Excerpts from a location annotation dataset
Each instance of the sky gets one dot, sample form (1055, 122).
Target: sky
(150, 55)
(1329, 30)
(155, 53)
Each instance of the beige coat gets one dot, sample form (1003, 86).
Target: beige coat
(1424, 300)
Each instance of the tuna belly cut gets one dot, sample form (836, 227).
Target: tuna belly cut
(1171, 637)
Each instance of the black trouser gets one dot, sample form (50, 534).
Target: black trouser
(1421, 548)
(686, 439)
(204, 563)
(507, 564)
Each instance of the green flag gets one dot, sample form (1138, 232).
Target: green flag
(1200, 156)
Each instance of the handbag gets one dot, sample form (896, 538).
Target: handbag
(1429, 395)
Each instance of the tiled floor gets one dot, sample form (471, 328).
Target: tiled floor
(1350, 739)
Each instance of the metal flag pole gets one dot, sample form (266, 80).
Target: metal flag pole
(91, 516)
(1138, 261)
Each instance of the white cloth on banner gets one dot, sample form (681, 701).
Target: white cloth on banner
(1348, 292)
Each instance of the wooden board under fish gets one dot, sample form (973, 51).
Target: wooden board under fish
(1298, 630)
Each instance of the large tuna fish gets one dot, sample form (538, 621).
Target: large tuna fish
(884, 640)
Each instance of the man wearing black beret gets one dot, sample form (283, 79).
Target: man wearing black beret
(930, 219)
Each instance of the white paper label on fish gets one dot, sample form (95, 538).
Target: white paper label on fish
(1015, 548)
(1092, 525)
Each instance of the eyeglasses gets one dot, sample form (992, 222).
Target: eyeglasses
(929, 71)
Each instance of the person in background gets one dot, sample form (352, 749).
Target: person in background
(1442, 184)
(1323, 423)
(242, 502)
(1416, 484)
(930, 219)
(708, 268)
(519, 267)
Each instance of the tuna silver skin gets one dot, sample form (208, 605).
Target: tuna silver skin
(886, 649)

**Do this:** Rewrite every line of the records above as a numbered list, omitting any blank lines.

**Final result:**
1. Each instance of the sky gets one dot, sample form (1055, 122).
2. Target: sky
3. (150, 55)
4. (1329, 30)
5. (155, 53)
6. Each instance of the beige coat gets one dot, sample form (1003, 86).
7. Target: beige coat
8. (1424, 300)
9. Each instance of the tuna belly cut gets one dot, sample form (836, 227).
10. Target: tuna belly cut
11. (1171, 637)
12. Each instance of the black trouser gets one dot, sample form (50, 534).
13. Target: black trouser
14. (1421, 548)
15. (686, 439)
16. (204, 563)
17. (507, 564)
18. Each instance of the green flag gets one dot, sample form (1138, 232).
19. Target: green flag
20. (1200, 156)
21. Each instance of the handbag gets one dot, sample form (896, 538).
22. Target: handbag
23. (1429, 395)
24. Each instance of the tiled floor gets one dot, sample form (471, 328).
25. Target: tiled floor
26. (1350, 739)
27. Each instance of the metal flag pole gets one dot, sample form (266, 80).
28. Target: metal flag pole
29. (91, 516)
30. (1138, 261)
31. Each instance of the white cloth on banner gets one dot, sample form (681, 701).
32. Target: white cloth on banner
33. (1348, 292)
34. Each instance of the wooden board under fish gets one dot, sample form (973, 51).
35. Target: wooden board under fish
36. (1298, 630)
37. Each instance of the large tuna fish gets one dot, sample form (538, 621).
38. Target: large tuna fish
39. (884, 640)
40. Each instance of the man wearing black beret gets one dot, sample form (283, 79).
41. Target: man wearing black beret
42. (930, 219)
43. Each instance of the white paper label on fish gets one dot, sample form (95, 538).
44. Target: white paper label on fish
45. (1015, 548)
46. (1092, 525)
47. Each instance of the eyeglasses gets one dot, sample form (992, 222).
48. Target: eyeglasses
49. (929, 71)
50. Each instance of the person in background gets one dot, sample form (352, 749).
51. Target: person in background
52. (1442, 184)
53. (1323, 423)
54. (242, 502)
55. (1416, 484)
56. (930, 219)
57. (708, 268)
58. (519, 267)
59. Each instance of the tuna silver skin gets one dot, sample form (208, 605).
60. Target: tuna silver skin
61. (886, 649)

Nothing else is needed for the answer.